### TASK DIRECTIONS
Can you copy the items word for word, from their very first line through and including the line containing "x=1081 y=490", and leave the pictures out?

>> Start

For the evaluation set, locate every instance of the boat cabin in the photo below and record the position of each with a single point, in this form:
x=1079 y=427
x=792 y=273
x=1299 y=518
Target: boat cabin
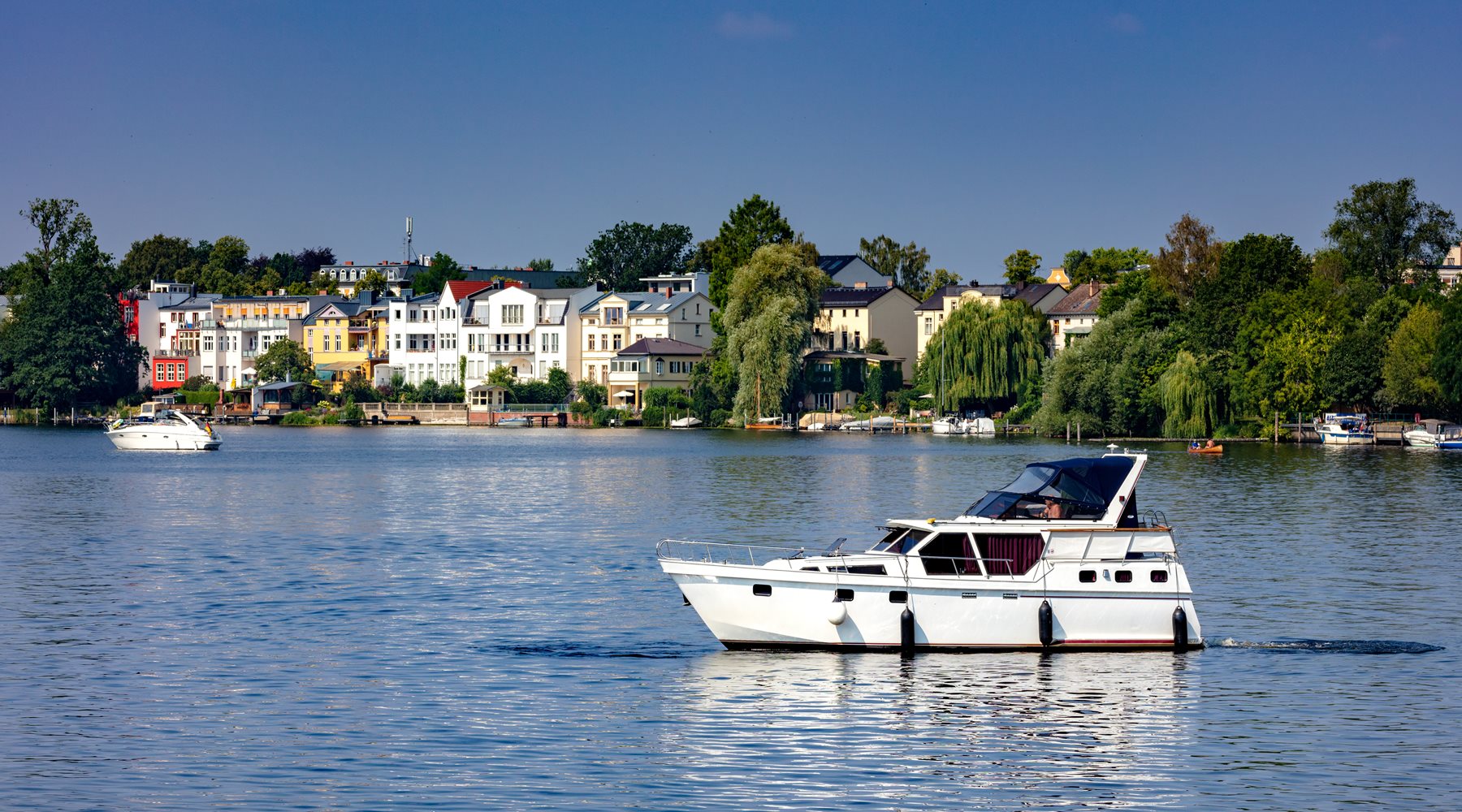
x=1081 y=490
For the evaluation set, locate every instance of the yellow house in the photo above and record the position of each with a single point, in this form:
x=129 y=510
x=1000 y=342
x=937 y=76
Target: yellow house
x=345 y=338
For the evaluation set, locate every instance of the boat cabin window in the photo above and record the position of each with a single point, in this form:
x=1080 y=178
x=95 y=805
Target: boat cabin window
x=949 y=554
x=1010 y=554
x=901 y=539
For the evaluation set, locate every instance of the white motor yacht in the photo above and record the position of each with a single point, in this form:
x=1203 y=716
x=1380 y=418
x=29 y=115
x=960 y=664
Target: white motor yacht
x=162 y=430
x=1058 y=559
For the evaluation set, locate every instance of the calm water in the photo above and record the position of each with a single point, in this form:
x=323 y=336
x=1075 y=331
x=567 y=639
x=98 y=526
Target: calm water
x=473 y=618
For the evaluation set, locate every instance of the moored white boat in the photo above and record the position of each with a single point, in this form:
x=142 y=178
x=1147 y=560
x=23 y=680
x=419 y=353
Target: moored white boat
x=1345 y=430
x=1058 y=559
x=162 y=430
x=1430 y=433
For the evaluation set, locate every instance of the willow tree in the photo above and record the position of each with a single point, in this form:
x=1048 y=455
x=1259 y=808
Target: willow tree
x=983 y=354
x=1187 y=399
x=771 y=305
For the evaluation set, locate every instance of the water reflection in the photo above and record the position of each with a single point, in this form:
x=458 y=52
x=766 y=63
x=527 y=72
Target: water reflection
x=988 y=728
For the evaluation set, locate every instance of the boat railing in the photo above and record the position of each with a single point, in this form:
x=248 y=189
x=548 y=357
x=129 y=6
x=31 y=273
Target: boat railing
x=730 y=552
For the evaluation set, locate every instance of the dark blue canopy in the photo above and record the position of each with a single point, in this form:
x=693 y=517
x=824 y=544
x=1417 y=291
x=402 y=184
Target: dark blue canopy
x=1087 y=486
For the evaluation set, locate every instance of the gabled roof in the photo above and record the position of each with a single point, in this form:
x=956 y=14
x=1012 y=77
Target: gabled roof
x=1032 y=294
x=462 y=288
x=643 y=303
x=663 y=347
x=1081 y=301
x=936 y=300
x=833 y=263
x=347 y=309
x=853 y=297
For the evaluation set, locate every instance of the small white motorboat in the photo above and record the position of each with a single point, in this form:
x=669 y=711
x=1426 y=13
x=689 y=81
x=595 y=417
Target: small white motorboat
x=1058 y=559
x=1345 y=430
x=162 y=430
x=1430 y=433
x=950 y=424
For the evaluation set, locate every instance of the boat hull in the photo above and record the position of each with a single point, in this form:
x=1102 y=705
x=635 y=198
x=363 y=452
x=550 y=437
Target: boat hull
x=968 y=614
x=149 y=438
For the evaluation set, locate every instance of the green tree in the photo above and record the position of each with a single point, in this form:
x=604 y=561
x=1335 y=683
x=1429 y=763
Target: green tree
x=628 y=253
x=1104 y=265
x=983 y=354
x=155 y=257
x=750 y=225
x=937 y=281
x=771 y=305
x=592 y=393
x=374 y=283
x=1072 y=263
x=284 y=360
x=63 y=342
x=908 y=265
x=1023 y=266
x=1382 y=230
x=433 y=279
x=1191 y=257
x=1189 y=399
x=1410 y=355
x=1248 y=269
x=559 y=386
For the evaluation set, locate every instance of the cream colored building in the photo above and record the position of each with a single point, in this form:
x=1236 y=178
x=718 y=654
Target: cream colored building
x=651 y=362
x=935 y=310
x=613 y=322
x=850 y=317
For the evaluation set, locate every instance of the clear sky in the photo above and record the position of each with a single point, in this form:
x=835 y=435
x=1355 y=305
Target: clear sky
x=522 y=130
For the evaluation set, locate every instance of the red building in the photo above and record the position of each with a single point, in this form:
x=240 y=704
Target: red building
x=168 y=371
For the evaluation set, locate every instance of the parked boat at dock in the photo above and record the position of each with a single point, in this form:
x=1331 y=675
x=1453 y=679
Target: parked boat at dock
x=1429 y=434
x=1058 y=559
x=1345 y=430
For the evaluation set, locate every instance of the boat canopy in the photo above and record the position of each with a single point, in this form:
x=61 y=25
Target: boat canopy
x=1082 y=486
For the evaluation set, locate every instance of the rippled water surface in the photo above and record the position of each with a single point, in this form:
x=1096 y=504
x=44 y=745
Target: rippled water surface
x=473 y=618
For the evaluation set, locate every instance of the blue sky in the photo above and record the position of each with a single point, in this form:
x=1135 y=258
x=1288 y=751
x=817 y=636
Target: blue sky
x=512 y=132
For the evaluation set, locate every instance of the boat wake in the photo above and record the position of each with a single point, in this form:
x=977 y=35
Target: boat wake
x=590 y=650
x=1341 y=646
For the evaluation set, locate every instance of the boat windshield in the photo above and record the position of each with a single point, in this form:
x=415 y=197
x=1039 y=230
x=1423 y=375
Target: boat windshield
x=1063 y=490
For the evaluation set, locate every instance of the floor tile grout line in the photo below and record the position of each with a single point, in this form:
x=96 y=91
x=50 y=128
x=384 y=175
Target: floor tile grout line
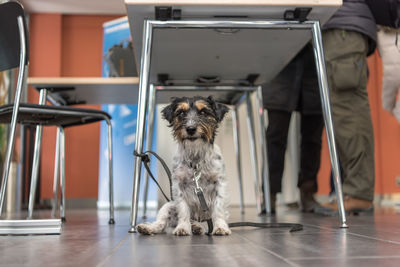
x=113 y=251
x=269 y=251
x=347 y=258
x=359 y=235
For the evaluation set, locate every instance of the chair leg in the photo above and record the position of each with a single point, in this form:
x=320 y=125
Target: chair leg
x=56 y=175
x=110 y=170
x=13 y=125
x=62 y=171
x=7 y=163
x=236 y=139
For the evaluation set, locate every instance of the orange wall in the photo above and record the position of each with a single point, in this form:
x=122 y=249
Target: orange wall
x=387 y=139
x=68 y=46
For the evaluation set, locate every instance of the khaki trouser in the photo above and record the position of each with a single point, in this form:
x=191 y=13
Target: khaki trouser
x=345 y=55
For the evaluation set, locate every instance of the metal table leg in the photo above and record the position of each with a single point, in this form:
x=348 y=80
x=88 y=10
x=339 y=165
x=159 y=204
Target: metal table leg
x=62 y=172
x=236 y=138
x=110 y=172
x=36 y=158
x=326 y=109
x=263 y=144
x=253 y=152
x=142 y=100
x=56 y=175
x=149 y=141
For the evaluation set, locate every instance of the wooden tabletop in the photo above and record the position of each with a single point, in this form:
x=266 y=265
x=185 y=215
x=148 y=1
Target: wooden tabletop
x=90 y=90
x=238 y=2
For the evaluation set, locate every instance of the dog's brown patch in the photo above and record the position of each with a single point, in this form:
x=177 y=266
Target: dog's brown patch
x=200 y=104
x=182 y=106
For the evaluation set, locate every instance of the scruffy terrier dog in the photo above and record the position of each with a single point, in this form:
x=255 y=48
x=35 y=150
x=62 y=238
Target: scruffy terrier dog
x=194 y=122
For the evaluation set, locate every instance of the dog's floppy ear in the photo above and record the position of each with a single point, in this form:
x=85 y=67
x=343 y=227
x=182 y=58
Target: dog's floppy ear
x=220 y=109
x=168 y=111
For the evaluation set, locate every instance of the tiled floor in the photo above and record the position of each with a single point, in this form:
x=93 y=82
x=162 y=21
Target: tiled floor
x=87 y=240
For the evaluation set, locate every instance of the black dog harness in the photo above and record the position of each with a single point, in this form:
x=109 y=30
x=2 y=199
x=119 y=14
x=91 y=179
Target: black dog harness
x=199 y=192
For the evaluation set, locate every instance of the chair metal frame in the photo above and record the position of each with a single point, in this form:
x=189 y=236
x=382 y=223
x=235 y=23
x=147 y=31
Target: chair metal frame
x=30 y=226
x=313 y=26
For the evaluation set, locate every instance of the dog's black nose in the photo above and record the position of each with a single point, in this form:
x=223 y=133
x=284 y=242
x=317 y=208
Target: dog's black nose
x=191 y=130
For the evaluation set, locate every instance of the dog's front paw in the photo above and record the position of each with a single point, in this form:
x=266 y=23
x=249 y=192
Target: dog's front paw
x=144 y=229
x=222 y=231
x=197 y=229
x=182 y=230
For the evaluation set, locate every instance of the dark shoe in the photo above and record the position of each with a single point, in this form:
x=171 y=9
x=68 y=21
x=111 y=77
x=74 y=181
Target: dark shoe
x=273 y=205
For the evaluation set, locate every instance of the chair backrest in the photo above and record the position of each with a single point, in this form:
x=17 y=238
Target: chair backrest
x=10 y=44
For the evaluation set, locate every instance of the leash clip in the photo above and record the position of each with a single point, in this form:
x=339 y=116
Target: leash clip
x=196 y=178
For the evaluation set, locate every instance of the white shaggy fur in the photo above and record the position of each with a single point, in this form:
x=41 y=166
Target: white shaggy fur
x=184 y=212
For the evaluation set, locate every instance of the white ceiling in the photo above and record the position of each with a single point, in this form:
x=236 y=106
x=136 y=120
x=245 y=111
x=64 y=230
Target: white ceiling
x=99 y=7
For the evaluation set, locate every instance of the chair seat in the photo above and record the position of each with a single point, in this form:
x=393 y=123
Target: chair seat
x=34 y=114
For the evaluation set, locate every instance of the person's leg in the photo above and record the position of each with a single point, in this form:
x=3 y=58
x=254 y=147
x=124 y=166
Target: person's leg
x=277 y=133
x=347 y=76
x=310 y=158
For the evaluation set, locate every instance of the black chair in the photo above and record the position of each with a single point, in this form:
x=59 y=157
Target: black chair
x=14 y=53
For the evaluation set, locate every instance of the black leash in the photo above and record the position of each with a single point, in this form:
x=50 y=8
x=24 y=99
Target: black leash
x=199 y=192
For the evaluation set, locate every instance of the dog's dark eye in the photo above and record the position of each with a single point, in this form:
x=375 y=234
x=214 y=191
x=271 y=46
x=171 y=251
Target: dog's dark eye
x=180 y=112
x=203 y=112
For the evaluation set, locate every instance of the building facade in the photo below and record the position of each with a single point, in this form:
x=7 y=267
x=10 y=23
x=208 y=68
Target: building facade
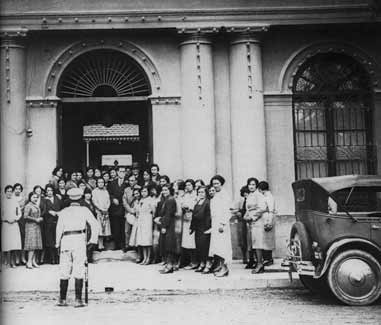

>> End

### RESPONSE
For the evaluation set, locate every instance of the boat cabin in the photo below and record the position of each with a single point, in this form:
x=1079 y=427
x=792 y=273
x=1299 y=518
Target: boat cabin
x=1081 y=490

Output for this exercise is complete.